** Text provided follows **

# B12, and how best to absorb it for heart and nerve health



## Denise1952 (Mar 27, 2015)

I read a lot last night, including finding info on B12.  Another thing I did not know anything about, other than it's "some" supplement.

Is anyone on B12 shots, or has anyone tried other absorption methods?  As I was telling Josiah on another thread, I believe every thing I have going on, has to do with nerves either being shot, or getting there.  I read that folks over 50 can become quickly deficient of B12.  So now, I want to try it as well, but I am not the type to go for shots, but my insurance might cover it.

Any experience or info welcome, Denise


----------



## SeaBreeze (Mar 27, 2015)

I buy some sublingual B-12 at times, usually just take a B-50 complex.  Methyl-cobalmin and Hydroxy-cobalmin are the best forms, as they are natural and are most usable and desirable. 

Don't buy the Cyanocabalmin, our bodies must convert the cyano, and the conversion is about 10%.

Cyano, like the name sounds, has cyanide in it and is _not _a natural form of B-12.

There are rare cases of the Cyanocobalmin causing optic nerve damage in individuals who are genetically susceptible.


----------



## Josiah (Mar 27, 2015)

Vitamin B12 is a very complicated supplement. There are four distinct forms, Methylcobalamin, Cyanocobalamin, Hydroxocobalamin, and Adenosylcobalamin And the form you should take believe it of not is dependent on which mutations you have to I believe your MTHFR gene. I'll have to research this because I haven't thought about it for a while. Most people of course don't know the status of their MTHFR mutations but geeks like me do. And it makes a difference. I use to take Methylcobalamin but now I take Hydroxocobalamin.


----------



## Denise1952 (Mar 27, 2015)

SeaBreeze said:


> I buy some sublingual B-12 at times, usually just take a B-50 complex.  Methyl-cobalmin and Hydroxy-cobalmin are the best forms, as they are natural and are most usable and desirable.
> 
> Don't buy the Cyanocabalmin, our bodies must convert the cyano, and the conversion is about 10%.
> 
> ...



Gads, thanks for this SB.  I was reading about taking the tabs I have, and crushing them, using a bit of water to make a paste, then stick it in nose (well, they could have said stick it elsewhere, lol).  it did say to do it with a Q-tip, says it's the best absorption next to the shots.  It also says, that any discomfort would be from additives in the tabs, besides the B12.  I don't know, sounds scarey, but I may try just a little and see.  I guess the under the tongue doesn't work so hot, according to some opinions (danged opinions, never know til we try right )  I still feel better doing this then letting my doctors experiment with their drugs on me.

I didn't mention this, but I was on Lexapro for 5 months, about.  I read some stories from folks that got addicted, and suffered awful trying to get off it.  So yep, I went off it, thinking 5 months isn't very long.  I have suffered withdrawals.  I have also been on clonazapam for my tremors (spasmodic torticolus) for 25 years (since 88)  1 mg, and the docs say, no worries, so low a dosage.  Guess what, I ran out and had moved, so had to find a new doc.  I was off them about 2 weeks sicker then I've ever been in my life.  No one will tell me something is not addictive, and expect me to believe it again  That's why I want to be part of my own health from now on.

** End of Text provided **
** Data extracts follows **

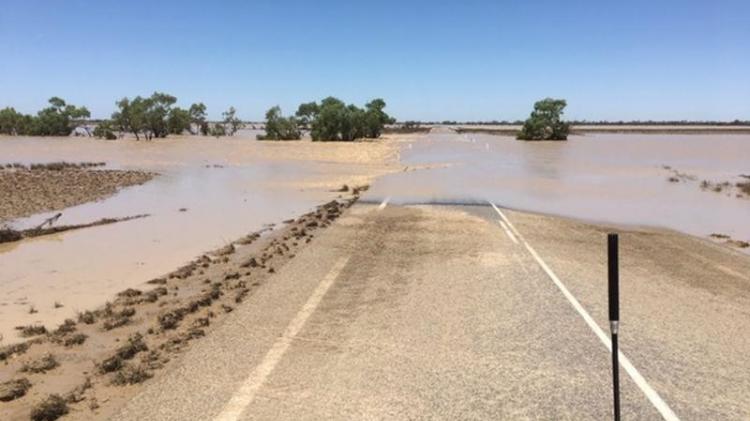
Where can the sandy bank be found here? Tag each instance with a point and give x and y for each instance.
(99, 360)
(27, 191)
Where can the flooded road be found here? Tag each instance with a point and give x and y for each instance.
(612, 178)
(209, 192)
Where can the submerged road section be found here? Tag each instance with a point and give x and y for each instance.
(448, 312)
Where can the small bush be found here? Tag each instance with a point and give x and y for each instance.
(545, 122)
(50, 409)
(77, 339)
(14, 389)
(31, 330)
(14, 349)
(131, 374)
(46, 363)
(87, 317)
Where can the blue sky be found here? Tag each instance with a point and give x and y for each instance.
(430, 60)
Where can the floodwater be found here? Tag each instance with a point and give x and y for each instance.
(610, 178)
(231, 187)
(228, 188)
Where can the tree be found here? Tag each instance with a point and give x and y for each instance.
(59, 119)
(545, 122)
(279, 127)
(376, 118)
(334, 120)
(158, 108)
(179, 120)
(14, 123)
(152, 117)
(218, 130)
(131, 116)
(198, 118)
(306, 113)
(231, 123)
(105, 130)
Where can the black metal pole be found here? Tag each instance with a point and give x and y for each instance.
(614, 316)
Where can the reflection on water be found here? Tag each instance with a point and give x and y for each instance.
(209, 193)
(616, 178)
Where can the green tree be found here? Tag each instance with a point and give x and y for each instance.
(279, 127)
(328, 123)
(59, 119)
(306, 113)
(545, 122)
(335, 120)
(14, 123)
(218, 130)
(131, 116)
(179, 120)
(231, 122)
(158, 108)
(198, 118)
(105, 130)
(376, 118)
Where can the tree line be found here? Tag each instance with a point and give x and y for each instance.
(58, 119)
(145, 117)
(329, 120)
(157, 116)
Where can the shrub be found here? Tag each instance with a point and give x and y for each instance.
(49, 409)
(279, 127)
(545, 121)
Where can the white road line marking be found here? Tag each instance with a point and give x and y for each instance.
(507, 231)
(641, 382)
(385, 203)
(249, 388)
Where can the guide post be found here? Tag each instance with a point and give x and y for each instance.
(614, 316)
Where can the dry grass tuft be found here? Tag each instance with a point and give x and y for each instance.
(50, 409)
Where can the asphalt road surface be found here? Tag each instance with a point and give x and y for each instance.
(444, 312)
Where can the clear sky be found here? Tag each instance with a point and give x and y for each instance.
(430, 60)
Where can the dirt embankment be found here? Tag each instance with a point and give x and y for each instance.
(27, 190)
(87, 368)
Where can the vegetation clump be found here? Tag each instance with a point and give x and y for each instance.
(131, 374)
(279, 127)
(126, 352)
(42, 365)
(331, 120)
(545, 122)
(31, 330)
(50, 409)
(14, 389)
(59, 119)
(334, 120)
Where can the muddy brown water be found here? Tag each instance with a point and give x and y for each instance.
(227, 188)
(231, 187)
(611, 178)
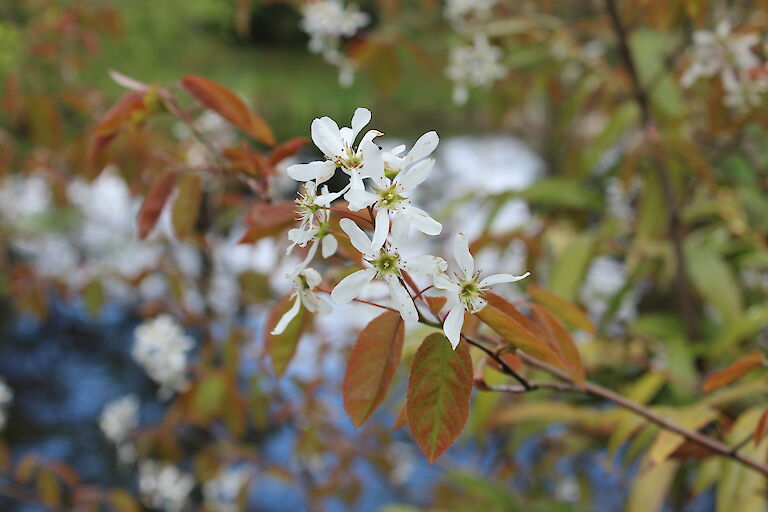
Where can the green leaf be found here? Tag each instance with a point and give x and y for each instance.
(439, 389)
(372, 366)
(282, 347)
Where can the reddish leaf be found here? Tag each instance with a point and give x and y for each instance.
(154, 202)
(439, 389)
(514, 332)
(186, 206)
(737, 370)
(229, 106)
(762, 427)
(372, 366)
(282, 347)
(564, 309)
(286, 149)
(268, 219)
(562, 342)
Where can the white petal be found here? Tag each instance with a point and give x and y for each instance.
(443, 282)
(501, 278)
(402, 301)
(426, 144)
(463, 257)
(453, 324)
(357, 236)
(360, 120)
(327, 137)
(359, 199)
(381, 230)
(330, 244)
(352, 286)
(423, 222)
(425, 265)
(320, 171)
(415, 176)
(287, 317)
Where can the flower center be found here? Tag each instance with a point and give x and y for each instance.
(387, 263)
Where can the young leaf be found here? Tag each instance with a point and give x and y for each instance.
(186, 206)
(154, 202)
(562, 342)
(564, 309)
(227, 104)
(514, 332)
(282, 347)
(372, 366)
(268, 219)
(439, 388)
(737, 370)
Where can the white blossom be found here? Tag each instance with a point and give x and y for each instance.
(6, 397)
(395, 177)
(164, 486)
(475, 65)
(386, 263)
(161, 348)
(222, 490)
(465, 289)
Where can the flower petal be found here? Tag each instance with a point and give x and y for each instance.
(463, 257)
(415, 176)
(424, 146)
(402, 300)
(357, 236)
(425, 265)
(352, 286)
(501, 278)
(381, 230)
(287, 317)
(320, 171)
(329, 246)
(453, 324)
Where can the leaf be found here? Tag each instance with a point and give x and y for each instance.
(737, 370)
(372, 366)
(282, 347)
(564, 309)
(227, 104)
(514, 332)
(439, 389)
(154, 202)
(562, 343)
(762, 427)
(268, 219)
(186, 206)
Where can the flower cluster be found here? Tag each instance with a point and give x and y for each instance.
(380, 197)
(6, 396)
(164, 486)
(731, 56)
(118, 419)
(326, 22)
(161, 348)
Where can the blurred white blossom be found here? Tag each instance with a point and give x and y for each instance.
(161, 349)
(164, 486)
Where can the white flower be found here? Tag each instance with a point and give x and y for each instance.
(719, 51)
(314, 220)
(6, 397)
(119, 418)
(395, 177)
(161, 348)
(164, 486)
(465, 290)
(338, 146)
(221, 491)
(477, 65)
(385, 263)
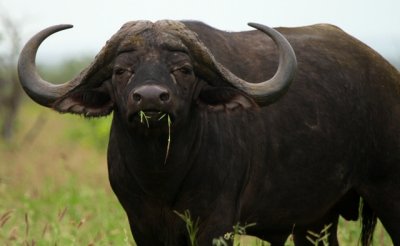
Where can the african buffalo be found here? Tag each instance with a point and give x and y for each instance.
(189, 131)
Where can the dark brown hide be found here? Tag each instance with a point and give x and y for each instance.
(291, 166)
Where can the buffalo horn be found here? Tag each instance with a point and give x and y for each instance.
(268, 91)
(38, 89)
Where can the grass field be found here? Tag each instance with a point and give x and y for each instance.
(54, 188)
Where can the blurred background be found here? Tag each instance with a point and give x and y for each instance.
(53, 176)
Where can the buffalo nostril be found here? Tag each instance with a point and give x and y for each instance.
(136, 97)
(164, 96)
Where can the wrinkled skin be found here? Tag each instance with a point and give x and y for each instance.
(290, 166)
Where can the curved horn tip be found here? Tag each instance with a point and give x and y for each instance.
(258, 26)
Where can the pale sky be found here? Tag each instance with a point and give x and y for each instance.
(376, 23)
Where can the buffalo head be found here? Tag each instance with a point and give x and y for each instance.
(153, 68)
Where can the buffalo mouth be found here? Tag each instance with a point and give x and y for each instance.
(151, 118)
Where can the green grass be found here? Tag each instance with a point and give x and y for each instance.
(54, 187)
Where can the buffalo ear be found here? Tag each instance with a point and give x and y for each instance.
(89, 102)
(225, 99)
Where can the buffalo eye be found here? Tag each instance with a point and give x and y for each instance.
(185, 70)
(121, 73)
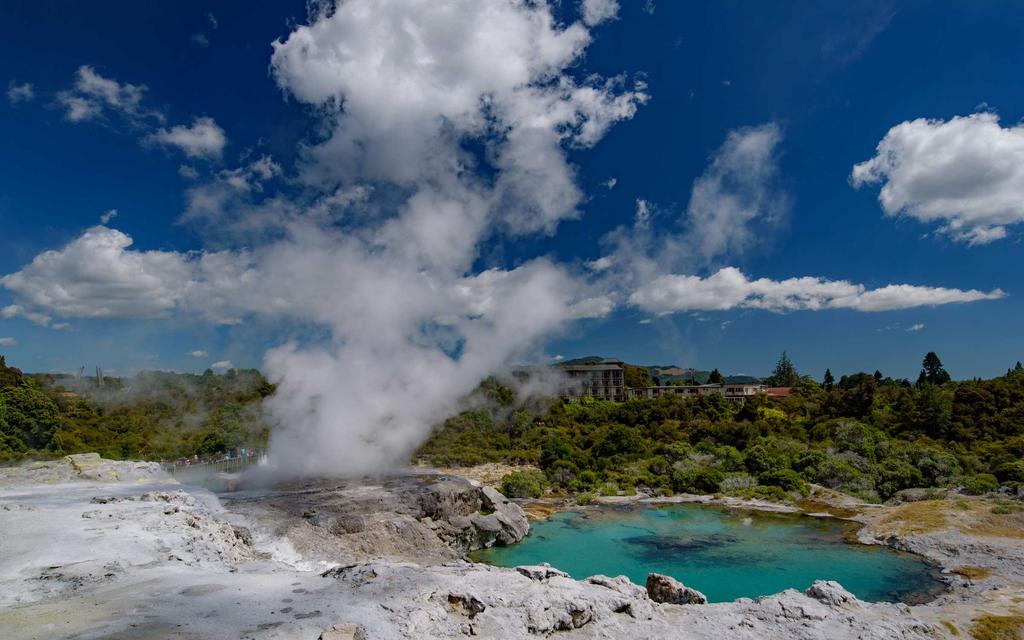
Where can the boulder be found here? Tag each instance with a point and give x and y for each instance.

** End of Data extracts **

◆ **Task requirements**
According to the B12 thread, why should Cyanocobalamin not be bought? Answer in one to three sentences. The material plays no part in this task.

◆ **Expected answer**
The body has to convert the cyano form, and only about 10% of it gets converted. The thread also says it contains cyanide and is not a natural form of B12.